EXERCISE DIRECTIONS:
The records appear below. Set down exactly each line from the one that contains "tag the white ceramic bowl" through the last, both included.

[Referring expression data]
--- START ---

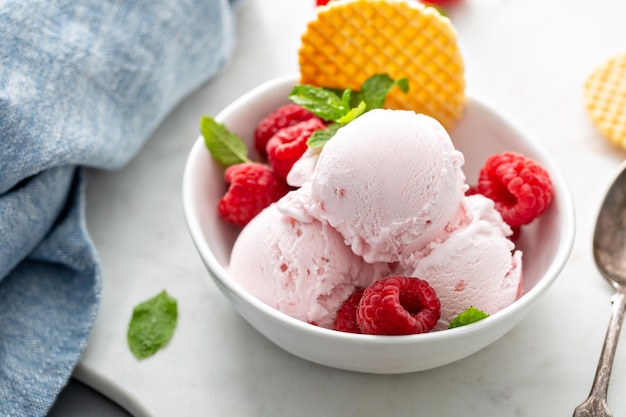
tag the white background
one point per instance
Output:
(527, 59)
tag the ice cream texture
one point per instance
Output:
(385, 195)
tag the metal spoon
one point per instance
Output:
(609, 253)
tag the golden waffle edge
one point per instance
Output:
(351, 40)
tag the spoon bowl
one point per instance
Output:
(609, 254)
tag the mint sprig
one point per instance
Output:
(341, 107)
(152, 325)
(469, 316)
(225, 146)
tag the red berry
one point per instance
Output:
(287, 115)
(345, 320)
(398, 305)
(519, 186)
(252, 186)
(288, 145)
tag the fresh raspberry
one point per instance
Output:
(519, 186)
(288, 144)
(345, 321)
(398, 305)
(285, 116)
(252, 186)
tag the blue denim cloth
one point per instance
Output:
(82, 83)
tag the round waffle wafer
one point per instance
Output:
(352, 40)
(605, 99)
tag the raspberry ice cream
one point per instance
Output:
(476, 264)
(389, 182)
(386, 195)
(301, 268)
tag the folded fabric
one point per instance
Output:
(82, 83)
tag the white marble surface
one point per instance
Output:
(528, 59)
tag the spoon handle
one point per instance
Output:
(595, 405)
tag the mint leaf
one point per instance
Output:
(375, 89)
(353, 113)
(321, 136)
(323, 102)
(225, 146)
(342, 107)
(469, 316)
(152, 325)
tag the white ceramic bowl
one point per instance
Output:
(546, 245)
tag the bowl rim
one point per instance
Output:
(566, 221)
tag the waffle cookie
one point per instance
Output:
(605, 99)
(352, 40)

--- END ---

TASK ANSWER:
tag the white ceramic bowl
one point per instance
Output:
(546, 245)
tag the bowl rim
one point per instance
Output:
(566, 221)
tag the waffle cookie
one point per instance
Output:
(605, 99)
(352, 40)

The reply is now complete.